The task: Within the listing below, how many lines hold the string "negative"? Only the number should be given.

··· Input data

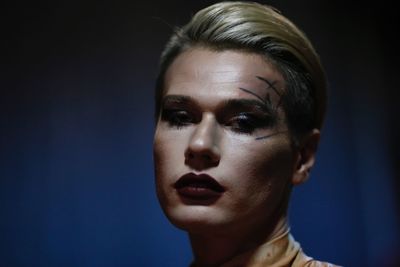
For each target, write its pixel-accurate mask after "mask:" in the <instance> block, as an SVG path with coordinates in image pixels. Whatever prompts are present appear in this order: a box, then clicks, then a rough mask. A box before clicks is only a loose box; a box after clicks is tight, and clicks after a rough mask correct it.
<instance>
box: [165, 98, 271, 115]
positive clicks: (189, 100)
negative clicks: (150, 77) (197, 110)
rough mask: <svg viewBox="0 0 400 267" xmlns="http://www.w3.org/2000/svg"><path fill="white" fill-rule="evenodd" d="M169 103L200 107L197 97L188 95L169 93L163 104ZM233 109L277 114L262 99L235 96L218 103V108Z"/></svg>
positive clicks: (233, 109) (269, 105)
mask: <svg viewBox="0 0 400 267" xmlns="http://www.w3.org/2000/svg"><path fill="white" fill-rule="evenodd" d="M166 105H167V106H168V105H190V106H195V107H198V106H199V105H198V103H197V101H196V100H195V99H193V98H192V97H190V96H186V95H167V96H165V97H164V98H163V101H162V106H166ZM220 108H222V109H227V110H229V109H231V110H234V109H236V110H254V111H258V112H263V113H268V114H270V115H274V116H275V115H276V110H275V109H274V108H273V107H272V106H271V105H270V104H269V103H268V102H265V101H263V100H262V99H260V100H258V99H242V98H239V99H238V98H233V99H226V100H224V101H223V102H222V103H221V104H219V105H218V109H220Z"/></svg>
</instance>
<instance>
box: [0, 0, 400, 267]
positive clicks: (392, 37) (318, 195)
mask: <svg viewBox="0 0 400 267" xmlns="http://www.w3.org/2000/svg"><path fill="white" fill-rule="evenodd" d="M213 2H215V1H183V0H181V1H178V0H175V1H147V2H145V3H143V2H136V1H96V2H95V1H79V2H78V1H65V2H64V1H51V2H50V1H49V2H47V3H44V2H38V1H26V2H21V1H14V2H13V3H8V4H4V3H3V4H1V5H2V7H1V8H0V15H1V16H0V22H1V39H0V40H1V61H0V62H1V84H0V86H1V88H0V89H1V94H0V127H1V128H0V267H9V266H10V267H14V266H57V267H61V266H82V267H83V266H85V267H86V266H174V267H175V266H187V265H188V263H189V262H190V261H191V257H192V256H191V251H190V247H189V244H188V240H187V238H186V235H185V234H184V233H183V232H181V231H179V230H177V229H175V228H174V227H172V226H171V225H170V224H169V222H168V221H167V220H166V219H165V217H164V215H163V214H162V212H161V210H160V208H159V206H158V202H157V199H156V196H155V192H154V189H153V187H154V181H153V170H152V148H151V146H152V133H153V127H154V123H153V87H154V79H155V76H156V72H157V63H158V57H159V55H160V53H161V50H162V47H163V45H164V43H165V42H166V40H167V39H168V36H169V35H170V33H171V32H172V29H173V26H174V25H181V24H183V23H184V22H186V21H187V20H188V19H189V17H190V15H192V14H193V13H194V12H195V11H196V10H198V9H199V8H202V7H205V6H206V5H208V4H209V3H213ZM264 3H268V4H271V5H274V6H275V7H277V8H278V9H279V10H281V11H282V13H283V14H284V15H286V16H288V17H289V18H291V19H292V20H293V21H294V22H295V23H297V24H298V25H299V26H300V27H301V28H302V29H303V30H304V31H305V32H306V33H307V35H308V36H309V38H310V39H311V40H312V41H313V43H314V44H315V47H316V48H317V50H318V51H319V53H320V55H321V58H322V61H323V63H324V65H325V66H326V70H327V73H328V77H329V83H330V103H329V109H328V115H327V121H326V125H325V128H324V131H323V137H322V143H321V146H320V151H319V154H318V160H317V166H316V167H315V168H314V170H313V172H312V175H311V179H310V180H309V181H308V183H306V184H304V185H302V186H300V187H298V188H296V189H295V192H294V195H293V199H292V205H291V212H290V216H291V226H292V231H293V234H294V236H295V238H296V239H297V240H299V241H300V242H301V243H302V245H303V248H304V250H305V252H306V253H307V254H309V255H311V256H313V257H315V258H318V259H321V260H326V261H331V262H334V263H337V264H341V265H345V266H395V264H396V256H398V255H399V250H398V248H399V247H400V241H399V238H400V234H399V232H400V227H399V225H400V224H399V219H400V218H399V214H400V213H399V203H400V201H399V195H400V190H399V188H400V183H399V180H398V179H397V178H398V177H399V164H398V159H399V148H400V144H399V139H398V137H399V120H398V118H397V116H398V114H399V110H398V99H399V96H400V94H399V93H398V88H397V77H398V75H399V67H398V64H399V63H398V62H399V56H398V53H399V52H398V48H399V47H400V46H399V41H397V37H396V35H398V27H397V24H398V20H397V18H396V17H397V15H396V14H395V13H396V9H395V8H394V6H392V5H389V4H388V3H386V2H385V1H379V2H376V3H375V4H374V5H371V4H367V3H364V2H359V1H352V2H350V1H334V0H330V1H329V0H328V1H309V0H307V1H289V0H286V1H277V0H276V1H269V2H264ZM397 260H398V259H397ZM397 263H398V261H397Z"/></svg>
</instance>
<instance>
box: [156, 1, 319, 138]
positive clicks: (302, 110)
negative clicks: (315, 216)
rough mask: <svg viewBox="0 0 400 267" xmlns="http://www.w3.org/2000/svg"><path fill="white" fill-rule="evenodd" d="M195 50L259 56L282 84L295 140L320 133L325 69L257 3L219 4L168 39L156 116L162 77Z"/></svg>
mask: <svg viewBox="0 0 400 267" xmlns="http://www.w3.org/2000/svg"><path fill="white" fill-rule="evenodd" d="M193 47H206V48H209V49H212V50H216V51H223V50H229V49H232V50H241V51H246V52H252V53H257V54H260V55H262V56H264V58H265V59H266V60H267V61H268V62H271V63H272V64H273V66H275V67H276V68H277V70H278V71H280V73H281V74H282V76H283V78H284V80H285V89H286V91H285V93H284V95H283V96H282V105H283V109H284V112H285V115H286V120H287V124H288V128H289V130H290V132H291V134H292V135H294V136H292V137H295V139H297V138H298V137H300V136H302V135H303V134H305V133H307V132H309V131H310V130H312V129H313V128H317V129H321V127H322V124H323V120H324V116H325V110H326V102H327V82H326V76H325V71H324V69H323V67H322V65H321V62H320V59H319V56H318V54H317V53H316V51H315V49H314V47H313V45H312V44H311V42H310V41H309V39H308V38H307V37H306V35H305V34H304V33H303V32H302V31H301V30H300V29H299V28H298V27H297V26H296V25H294V23H293V22H291V21H290V20H289V19H288V18H286V17H284V16H283V15H282V14H281V13H280V12H279V11H277V10H276V9H275V8H273V7H271V6H267V5H262V4H259V3H255V2H230V1H228V2H220V3H217V4H213V5H211V6H208V7H206V8H204V9H202V10H200V11H198V12H197V13H196V14H195V15H194V16H193V17H192V19H191V20H190V21H189V23H187V24H186V25H184V26H183V27H182V28H178V29H177V30H176V31H175V32H174V33H173V34H172V36H171V38H170V39H169V41H168V43H167V44H166V46H165V49H164V51H163V52H162V54H161V58H160V65H159V73H158V77H157V82H156V93H155V102H156V110H155V112H156V116H158V115H159V112H160V105H161V99H162V97H163V94H164V89H163V87H164V76H165V73H166V71H167V69H168V67H169V66H170V65H171V64H172V62H173V61H174V59H175V58H176V57H177V56H178V55H179V54H181V53H182V52H184V51H186V50H188V49H189V48H193Z"/></svg>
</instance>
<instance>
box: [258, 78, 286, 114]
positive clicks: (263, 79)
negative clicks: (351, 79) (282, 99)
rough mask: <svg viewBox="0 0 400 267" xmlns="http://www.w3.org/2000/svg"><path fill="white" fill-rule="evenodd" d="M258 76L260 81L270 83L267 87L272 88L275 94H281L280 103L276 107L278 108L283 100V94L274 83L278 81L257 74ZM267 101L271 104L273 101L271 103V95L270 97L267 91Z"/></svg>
mask: <svg viewBox="0 0 400 267" xmlns="http://www.w3.org/2000/svg"><path fill="white" fill-rule="evenodd" d="M256 78H257V79H259V80H260V81H263V82H265V83H266V84H267V85H268V87H267V88H265V89H266V90H268V89H269V88H271V89H272V90H273V91H274V92H275V94H277V95H278V96H279V101H278V104H277V105H276V107H275V109H277V108H278V107H279V106H280V104H281V100H282V94H281V93H280V92H279V90H278V89H277V88H276V87H275V86H274V85H275V84H276V83H277V81H273V82H271V81H269V80H268V79H266V78H263V77H261V76H256ZM265 101H266V102H268V103H269V104H272V103H271V97H270V95H269V93H267V96H266V100H265Z"/></svg>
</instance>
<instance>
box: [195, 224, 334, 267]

······

Exercise output: 3